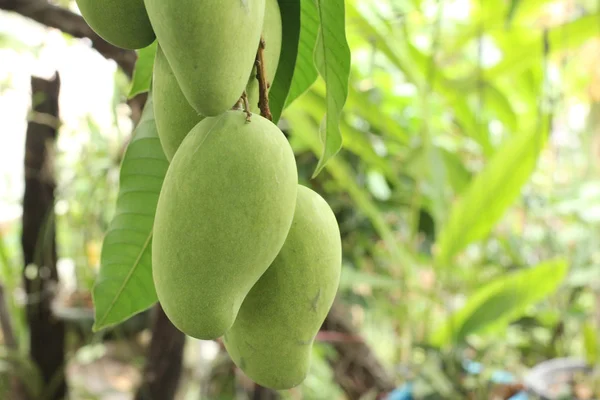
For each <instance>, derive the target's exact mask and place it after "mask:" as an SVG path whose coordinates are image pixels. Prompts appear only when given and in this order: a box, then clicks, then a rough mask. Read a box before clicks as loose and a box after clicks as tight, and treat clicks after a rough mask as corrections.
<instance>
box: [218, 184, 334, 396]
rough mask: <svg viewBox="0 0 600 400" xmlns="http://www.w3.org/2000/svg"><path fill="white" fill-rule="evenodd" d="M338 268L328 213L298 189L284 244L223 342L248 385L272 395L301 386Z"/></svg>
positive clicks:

▶ **DIRECTIONS**
Reproduce the listing above verbatim, leaving out the pictures.

▶ **RESULT BELOW**
For each <instance>, derive the target's exact mask and place it after "mask:" as an SVG path whose coordinates are image pixels. Prompts appear only when given and in this order: a box, then clicks, then a rough mask. Read a box before clicks as loose and a box after clicks as tight, and treat clicks after a rough mask as corrections.
<instance>
box: [218, 184, 334, 396]
rough mask: <svg viewBox="0 0 600 400" xmlns="http://www.w3.org/2000/svg"><path fill="white" fill-rule="evenodd" d="M338 268L328 213L298 189L284 244L223 342L248 385L272 395L301 386Z"/></svg>
positive clicks:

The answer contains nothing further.